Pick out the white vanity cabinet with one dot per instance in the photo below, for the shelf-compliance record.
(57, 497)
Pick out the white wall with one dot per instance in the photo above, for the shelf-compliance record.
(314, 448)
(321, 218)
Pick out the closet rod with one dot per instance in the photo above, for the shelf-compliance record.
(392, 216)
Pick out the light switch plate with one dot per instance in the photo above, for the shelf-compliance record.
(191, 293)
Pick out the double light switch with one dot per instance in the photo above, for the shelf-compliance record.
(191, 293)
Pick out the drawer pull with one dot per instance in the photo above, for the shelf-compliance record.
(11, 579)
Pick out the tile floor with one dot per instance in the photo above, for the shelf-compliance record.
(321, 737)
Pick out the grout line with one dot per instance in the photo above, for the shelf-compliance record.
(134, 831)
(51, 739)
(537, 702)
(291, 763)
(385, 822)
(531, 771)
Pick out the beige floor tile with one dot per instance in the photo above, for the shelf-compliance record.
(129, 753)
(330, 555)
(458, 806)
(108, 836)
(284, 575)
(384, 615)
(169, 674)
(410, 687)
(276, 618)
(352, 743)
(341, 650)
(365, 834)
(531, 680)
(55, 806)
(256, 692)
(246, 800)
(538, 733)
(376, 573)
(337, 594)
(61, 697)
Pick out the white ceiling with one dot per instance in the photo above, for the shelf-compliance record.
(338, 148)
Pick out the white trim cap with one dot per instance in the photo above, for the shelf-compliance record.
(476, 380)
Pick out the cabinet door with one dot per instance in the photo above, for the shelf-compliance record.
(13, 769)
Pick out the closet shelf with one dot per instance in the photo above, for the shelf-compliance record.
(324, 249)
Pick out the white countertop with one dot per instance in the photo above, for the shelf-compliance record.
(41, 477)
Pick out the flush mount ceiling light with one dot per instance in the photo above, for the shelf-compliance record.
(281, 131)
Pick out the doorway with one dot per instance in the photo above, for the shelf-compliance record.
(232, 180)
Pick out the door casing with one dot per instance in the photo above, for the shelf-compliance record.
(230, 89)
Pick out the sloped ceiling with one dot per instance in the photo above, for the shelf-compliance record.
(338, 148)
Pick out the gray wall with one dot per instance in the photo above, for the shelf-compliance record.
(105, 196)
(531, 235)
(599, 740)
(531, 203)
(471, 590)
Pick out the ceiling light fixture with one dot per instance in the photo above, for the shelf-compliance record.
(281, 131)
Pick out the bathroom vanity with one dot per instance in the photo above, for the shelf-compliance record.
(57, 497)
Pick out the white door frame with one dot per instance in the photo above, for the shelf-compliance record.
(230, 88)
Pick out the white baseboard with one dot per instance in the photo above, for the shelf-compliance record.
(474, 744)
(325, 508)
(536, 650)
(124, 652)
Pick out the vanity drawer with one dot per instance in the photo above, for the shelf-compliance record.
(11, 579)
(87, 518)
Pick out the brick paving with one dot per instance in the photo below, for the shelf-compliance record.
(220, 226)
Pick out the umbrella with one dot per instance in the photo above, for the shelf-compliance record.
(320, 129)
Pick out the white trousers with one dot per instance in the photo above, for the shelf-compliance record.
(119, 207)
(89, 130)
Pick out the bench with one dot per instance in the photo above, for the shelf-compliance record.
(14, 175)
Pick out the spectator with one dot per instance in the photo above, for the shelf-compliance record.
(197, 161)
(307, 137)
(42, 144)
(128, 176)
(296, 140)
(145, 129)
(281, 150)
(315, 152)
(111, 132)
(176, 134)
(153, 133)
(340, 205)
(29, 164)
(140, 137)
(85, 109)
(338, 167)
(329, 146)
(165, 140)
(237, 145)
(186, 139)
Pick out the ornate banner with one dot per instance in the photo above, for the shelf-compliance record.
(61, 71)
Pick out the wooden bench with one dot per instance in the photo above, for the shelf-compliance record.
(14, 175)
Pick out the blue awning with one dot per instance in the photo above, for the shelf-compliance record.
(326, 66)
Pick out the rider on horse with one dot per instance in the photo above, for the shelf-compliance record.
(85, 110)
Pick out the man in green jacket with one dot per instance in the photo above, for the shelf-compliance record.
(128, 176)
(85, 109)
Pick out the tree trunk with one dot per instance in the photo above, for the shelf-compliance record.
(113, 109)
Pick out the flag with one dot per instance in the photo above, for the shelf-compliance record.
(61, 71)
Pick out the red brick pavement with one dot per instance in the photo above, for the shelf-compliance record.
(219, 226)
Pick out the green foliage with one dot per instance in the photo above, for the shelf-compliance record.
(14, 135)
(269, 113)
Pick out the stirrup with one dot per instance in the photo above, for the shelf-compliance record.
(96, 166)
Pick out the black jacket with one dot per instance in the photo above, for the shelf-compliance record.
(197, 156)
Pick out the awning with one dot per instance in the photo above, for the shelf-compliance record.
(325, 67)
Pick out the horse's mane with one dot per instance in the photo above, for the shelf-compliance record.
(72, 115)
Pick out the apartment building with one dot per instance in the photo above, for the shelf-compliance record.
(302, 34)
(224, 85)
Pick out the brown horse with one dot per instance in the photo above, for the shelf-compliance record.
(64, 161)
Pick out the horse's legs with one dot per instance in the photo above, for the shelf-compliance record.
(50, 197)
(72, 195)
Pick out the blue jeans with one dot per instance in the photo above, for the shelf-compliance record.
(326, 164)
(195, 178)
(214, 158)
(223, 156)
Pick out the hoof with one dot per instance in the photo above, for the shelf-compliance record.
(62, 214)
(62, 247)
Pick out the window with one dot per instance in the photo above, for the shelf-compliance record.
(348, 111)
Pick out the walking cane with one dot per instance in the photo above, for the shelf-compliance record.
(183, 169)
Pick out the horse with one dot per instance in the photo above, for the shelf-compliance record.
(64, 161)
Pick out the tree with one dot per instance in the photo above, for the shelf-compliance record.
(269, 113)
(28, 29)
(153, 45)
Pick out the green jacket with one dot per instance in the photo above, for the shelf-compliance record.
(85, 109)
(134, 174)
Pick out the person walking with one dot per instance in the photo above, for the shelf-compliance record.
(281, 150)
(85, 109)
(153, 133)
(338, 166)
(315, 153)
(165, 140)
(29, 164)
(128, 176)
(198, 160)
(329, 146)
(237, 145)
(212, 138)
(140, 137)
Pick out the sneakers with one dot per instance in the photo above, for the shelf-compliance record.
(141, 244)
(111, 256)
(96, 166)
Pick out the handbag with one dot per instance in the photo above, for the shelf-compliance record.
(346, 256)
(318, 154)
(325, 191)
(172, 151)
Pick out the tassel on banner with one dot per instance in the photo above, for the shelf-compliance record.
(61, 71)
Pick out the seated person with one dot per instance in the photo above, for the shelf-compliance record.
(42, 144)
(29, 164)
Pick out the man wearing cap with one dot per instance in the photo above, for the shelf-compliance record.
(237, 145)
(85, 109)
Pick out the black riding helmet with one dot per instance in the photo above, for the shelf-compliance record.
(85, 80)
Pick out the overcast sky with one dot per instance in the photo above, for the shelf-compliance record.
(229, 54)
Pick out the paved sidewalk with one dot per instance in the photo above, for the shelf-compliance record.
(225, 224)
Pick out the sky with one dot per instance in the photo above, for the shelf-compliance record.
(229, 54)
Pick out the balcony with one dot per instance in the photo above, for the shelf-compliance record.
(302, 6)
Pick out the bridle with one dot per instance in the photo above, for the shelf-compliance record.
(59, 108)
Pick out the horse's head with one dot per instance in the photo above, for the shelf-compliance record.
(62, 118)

### INSTRUCTION
Please reproduce each line exactly as written.

### ANSWER BELOW
Pick out the white vanity cabinet with one dot per instance in the photo below, for the shelf-compliance record.
(57, 497)
Pick out the white wall with one dot per instance in the photo above, for the shelf-compliance record.
(314, 448)
(321, 218)
Pick out the closet rod with one dot per instance in the photo above, for the shelf-compliance record.
(392, 216)
Pick out the light switch plate with one dot per instance in the photo above, for the shelf-compliance record.
(191, 293)
Pick out the double light switch with one dot per instance in the photo above, for the shelf-compliance record.
(191, 293)
Pick out the drawer pull with one dot per instance in the photo above, for the shelf-compliance record.
(11, 579)
Pick out the tile floor with one dot per instance in the photo above, for the shelf-compliance record.
(321, 737)
Pick out the grout line with one dot per instance in the photo above, for the shelf-compliance record.
(134, 831)
(51, 739)
(537, 702)
(291, 763)
(385, 822)
(531, 771)
Pick out the beige floor tile with one dot per instance in the photo above, for the shelf-compliance record.
(129, 753)
(330, 555)
(458, 806)
(108, 836)
(284, 575)
(384, 615)
(169, 674)
(410, 687)
(276, 618)
(352, 743)
(341, 650)
(365, 834)
(531, 680)
(55, 806)
(256, 692)
(246, 800)
(538, 733)
(376, 573)
(337, 594)
(61, 697)
Pick out the white ceiling with one dot per instance in the photo above, for the shelf-compliance record.
(338, 148)
Pick out the white trim cap with one dot per instance in the photo above, for the shelf-compliance record.
(476, 380)
Pick out the cabinet door with one dot per instance in the photo above, for the shelf-compliance record.
(13, 769)
Pick out the closet shelf with one dot per instance in the photo above, for the shelf-compliance record.
(324, 249)
Pick out the white countertop with one dot per instance in the photo above, for the shelf-compliance record.
(41, 477)
Pick out the flush mount ceiling light with one dot per instance in the photo above, for the shelf-compliance record.
(281, 131)
Pick out the doorway with one dot per instance in the photo above, for the shelf-compliance record.
(232, 180)
Pick out the door casing with one dot per instance in the photo above, for the shelf-compliance record.
(230, 89)
Pick out the sloped ceiling with one dot per instance in the photo above, for the shelf-compliance record.
(338, 148)
Pick out the gray wall with one dot per instance in the photo above, for the shelf-compliance record.
(105, 196)
(531, 235)
(599, 740)
(531, 203)
(471, 590)
Pick out the ceiling light fixture with one dot per instance in the photo above, for the shelf-compliance record.
(281, 131)
Pick out the bathroom vanity with one dot per instance in the photo above, for the shelf-compliance record.
(57, 497)
Pick out the white door frame with one dot per instance in the photo above, for the shelf-compliance record.
(230, 88)
Pick out the white baseboard with one dot per instance in the photo above, for the shelf-compliance record.
(474, 744)
(325, 508)
(536, 650)
(124, 652)
Pick out the vanity drawer with one dot per instance in the photo above, for the shelf-compliance record.
(11, 579)
(87, 518)
Pick out the brick paving with one dot per instance in the photo below, for the shelf-compliance record.
(220, 226)
Pick out the umbrella with one dot per instance in the photo above, for the shelf-compliance record.
(320, 129)
Pick out the white trousers with one dot per instance in the photo above, for the shelf-compliance record.
(119, 207)
(89, 130)
Pick out the bench with one dot per instance in the photo above, for the shelf-compliance record.
(14, 175)
Pick out the spectator with one dot per instance in the photo above, for the shelf-compliance record.
(197, 161)
(307, 137)
(42, 144)
(128, 176)
(296, 140)
(145, 129)
(281, 150)
(315, 152)
(111, 132)
(176, 134)
(153, 133)
(340, 205)
(29, 164)
(140, 137)
(85, 109)
(338, 167)
(329, 146)
(165, 140)
(237, 145)
(186, 139)
Pick out the ornate banner with one dot per instance in the photo above, for the shelf-compliance record.
(61, 71)
Pick out the wooden bench with one dot per instance in the photo above, for the shelf-compliance record.
(14, 175)
Pick out the blue awning with one dot per instance in the photo above, for the shelf-compliance record.
(326, 66)
Pick out the rider on horse with one dot per instance in the photo above, for the shelf-compliance record.
(85, 110)
Pick out the man in green jacket with one dot per instance in the photo above, for the shelf-compliance record.
(128, 176)
(85, 109)
Pick out the tree trunk with one dot per instance in the photo above, for the shelf-compliance record.
(113, 109)
Pick out the flag with one dot per instance in the photo above, for the shelf-compliance record.
(61, 71)
Pick out the red brick pavement with one dot per instance in the photo above, for the shelf-compliance record.
(219, 226)
Pick out the green foliage with one dot per instance in the photo above, for the shelf-compliance record.
(14, 135)
(269, 113)
Pick out the stirrup with one dot per instance in the photo above, for the shelf-compliance record.
(96, 166)
Pick out the black jacket with one dot per instance in the photo above, for the shelf-compliance record.
(197, 156)
Pick out the awning with one dot per instance in the photo above, for the shelf-compliance record.
(325, 67)
Pick out the horse's mane with one dot per instance in the photo above, for the shelf-compliance record.
(72, 115)
Pick out the apartment building with one dot per instance in the photo above, for the shelf-compliance record.
(302, 34)
(224, 85)
Pick out the brown horse with one dot per instance in the photo above, for the shelf-compliance record.
(64, 161)
Pick out the horse's legs with one dot per instance in the photo above, for the shelf-compliance record.
(50, 197)
(72, 195)
Pick out the blue jeans with one dot per instance in the photo above, for the shelf-compliance record.
(326, 164)
(195, 178)
(214, 158)
(223, 156)
Pick out the hoof with one dot per instance in the photo above, for the shelf-compliance record.
(62, 214)
(62, 247)
Pick out the window with one dot per instance in the photo above, for the shelf-compliance record.
(348, 111)
Pick out the walking cane with one dot per instance in the photo above, for the shelf-compliance record.
(183, 169)
Pick out the horse with one dot per instance in the photo above, for the shelf-compliance record.
(64, 161)
Pick out the tree with one dot per instance in the photo above, for the shelf-compliance record.
(269, 113)
(28, 29)
(153, 45)
Pick out the green jacket with one dot per instance in the photo above, for the shelf-compliance record.
(85, 109)
(134, 174)
Pick out the person walking with one dot per instance in the photo above, for the shelf-compliance record.
(281, 150)
(85, 109)
(153, 133)
(338, 166)
(315, 153)
(165, 140)
(29, 164)
(128, 176)
(198, 160)
(329, 146)
(237, 145)
(212, 138)
(140, 137)
Pick out the sneakers with one dot per instance in the photo above, for the shelf-compliance record.
(141, 244)
(111, 256)
(96, 166)
Pick out the handbag with one dot per instance in the photo above, for the shelf-compliance record.
(346, 256)
(318, 154)
(325, 191)
(172, 151)
Pick out the tassel on banner with one dot per instance in the photo above, for the shelf-compliance record.
(61, 71)
Pick out the seated person with one dot per instance in the photo above, for the shelf-compliance record.
(42, 144)
(29, 164)
Pick out the man wearing cap with one dot per instance in the photo above, for the shelf-compliance record.
(237, 145)
(85, 109)
Pick out the black riding helmet with one dot per instance in the photo above, for the shelf-compliance record.
(85, 80)
Pick out the overcast sky with one dot per instance in the photo above, for the shelf-compliance record.
(229, 54)
Pick out the paved sidewalk with one dot per instance in the photo above, for the shelf-compliance record.
(225, 224)
Pick out the sky with one dot per instance in the photo above, for the shelf-compliance record.
(229, 54)
Pick out the balcony with one dot per instance in the photo above, for the shelf-compliance record.
(302, 6)
Pick out the bridle with one dot per instance in the photo above, for the shelf-compliance record.
(59, 108)
Pick out the horse's head with one dot per instance in the photo above, for the shelf-compliance record.
(62, 118)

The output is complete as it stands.